1. Sempre a mesma solicitude com as pessoas. Jesus, vendo a «grande multidão», pergunta aos discípulos «onde é que havemos de comprar pão para dar de comer a tanta gente?». Nos evangelhos sinóticos o diálogo é distinto, pois, a pergunta nasce na preocupação dos discípulos e tem por resposta de Jesus uma frase lapidar: «Dai-lhes vós de comer!» (S. Mateus 14, 13–21; S. Marcos 6, 30–44; S. Lucas 9, 10–17).  É uma palavra desafiadora para os discípulos e também para nós.

**Registos apresentados:**
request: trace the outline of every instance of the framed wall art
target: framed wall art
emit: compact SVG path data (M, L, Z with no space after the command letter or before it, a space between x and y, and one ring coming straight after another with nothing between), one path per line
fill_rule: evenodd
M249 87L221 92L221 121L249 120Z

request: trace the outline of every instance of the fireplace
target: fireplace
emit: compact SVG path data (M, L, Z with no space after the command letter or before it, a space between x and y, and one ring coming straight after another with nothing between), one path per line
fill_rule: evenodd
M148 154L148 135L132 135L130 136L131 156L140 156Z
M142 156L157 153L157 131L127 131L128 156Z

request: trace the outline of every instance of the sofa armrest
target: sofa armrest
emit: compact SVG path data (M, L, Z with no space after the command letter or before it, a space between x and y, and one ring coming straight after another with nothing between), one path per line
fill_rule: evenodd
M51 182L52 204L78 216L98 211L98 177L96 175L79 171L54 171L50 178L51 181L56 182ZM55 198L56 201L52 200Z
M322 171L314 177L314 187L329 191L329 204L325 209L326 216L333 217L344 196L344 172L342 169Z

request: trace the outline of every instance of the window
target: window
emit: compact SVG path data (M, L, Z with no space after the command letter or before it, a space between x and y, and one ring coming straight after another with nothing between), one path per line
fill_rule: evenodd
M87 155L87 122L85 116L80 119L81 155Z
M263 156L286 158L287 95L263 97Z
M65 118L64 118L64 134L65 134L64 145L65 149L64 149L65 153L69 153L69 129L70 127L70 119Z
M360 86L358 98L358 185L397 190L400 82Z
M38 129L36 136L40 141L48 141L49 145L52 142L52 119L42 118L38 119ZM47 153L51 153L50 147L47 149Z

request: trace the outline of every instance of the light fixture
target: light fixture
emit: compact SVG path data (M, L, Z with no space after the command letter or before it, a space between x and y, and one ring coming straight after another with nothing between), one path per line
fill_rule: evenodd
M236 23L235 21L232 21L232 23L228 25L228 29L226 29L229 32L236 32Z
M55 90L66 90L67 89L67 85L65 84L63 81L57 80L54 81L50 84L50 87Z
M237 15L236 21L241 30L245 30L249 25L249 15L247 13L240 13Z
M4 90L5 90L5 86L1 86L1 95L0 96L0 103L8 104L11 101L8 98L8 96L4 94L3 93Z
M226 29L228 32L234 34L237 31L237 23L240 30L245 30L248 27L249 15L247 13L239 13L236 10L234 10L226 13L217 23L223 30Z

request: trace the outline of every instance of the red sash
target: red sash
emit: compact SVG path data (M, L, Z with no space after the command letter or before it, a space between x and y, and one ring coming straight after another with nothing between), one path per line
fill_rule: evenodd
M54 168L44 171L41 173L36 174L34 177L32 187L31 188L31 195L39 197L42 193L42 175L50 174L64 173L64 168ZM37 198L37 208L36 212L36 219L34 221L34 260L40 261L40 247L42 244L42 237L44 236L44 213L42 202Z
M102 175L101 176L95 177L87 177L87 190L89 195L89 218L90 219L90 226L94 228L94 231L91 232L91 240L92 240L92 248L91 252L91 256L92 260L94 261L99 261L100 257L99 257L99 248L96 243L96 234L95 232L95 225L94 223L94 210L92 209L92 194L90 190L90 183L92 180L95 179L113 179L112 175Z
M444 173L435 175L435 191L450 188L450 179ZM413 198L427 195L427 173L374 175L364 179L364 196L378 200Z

**Tarefa atribuída 1:**
Resuma em duas frases o texto extraído.
**Tarefa atribuída 2:**
Transcreva fielmente o trecho do texto extraído que começa em "1. Sempre a" e termina em "também para nós.".
**Tarefa atribuída 3:**
Dê seguimento ao texto sobre a pergunta de Jesus aos discípulos diante da multidão, a partir da última frase apresentada.
Os registos constituem material independente do texto extraído.

**Resultado 1:**
Ao ver a grande multidão, Jesus pergunta aos discípulos onde hão de comprar pão para dar de comer a tanta gente. Nos evangelhos sinóticos, a pergunta nasce da preocupação dos discípulos e Jesus responde com a frase «Dai-lhes vós de comer!», uma palavra desafiadora para os discípulos e também para nós.

**Resultado 2:**
1. Sempre a mesma solicitude com as pessoas. Jesus, vendo a «grande multidão», pergunta aos discípulos «onde é que havemos de comprar pão para dar de comer a tanta gente?». Nos evangelhos sinóticos o diálogo é distinto, pois, a pergunta nasce na preocupação dos discípulos e tem por resposta de Jesus uma frase lapidar: «Dai-lhes vós de comer!» (S. Mateus 14, 13–21; S. Marcos 6, 30–44; S. Lucas 9, 10–17).  É uma palavra desafiadora para os discípulos e também para nós.

**Resultado 3:**
Dar de comer a uma multidão onde só os homens eram 5.000, fora as mulheres e as crianças, não era uma mera questão económica, era da ordem da transcendência. Jesus sabe disso - «ele bem sabia o que havia de fazer» - por isso aceita os cinco pães e dois peixes, o que parecia algo de ridículo para alimentar toda aquela gente, expõe-nos à bênção divina e ganham tal força e tamanho que matam a fome aos que ali estavam e chega para outros em doze cestos de restos. Desta forma, Jesus revoluciona os nossos conceitos de respeito pelo insignificante e pelas sobras (o desperdício). E valoriza o pouco, como no que pedimos «o pão nosso de cada dia», e a generosidade, a dádiva que provém do coração. Então, neste contexto, podemos dizer que os cinco pães e os dois peixes não são senão um símbolo, a expressão do pouco e pequeno que temos, mas que podemos partilhar para que todos se alimentem á mesa da fraternidade divina – o milagre da multiplicação.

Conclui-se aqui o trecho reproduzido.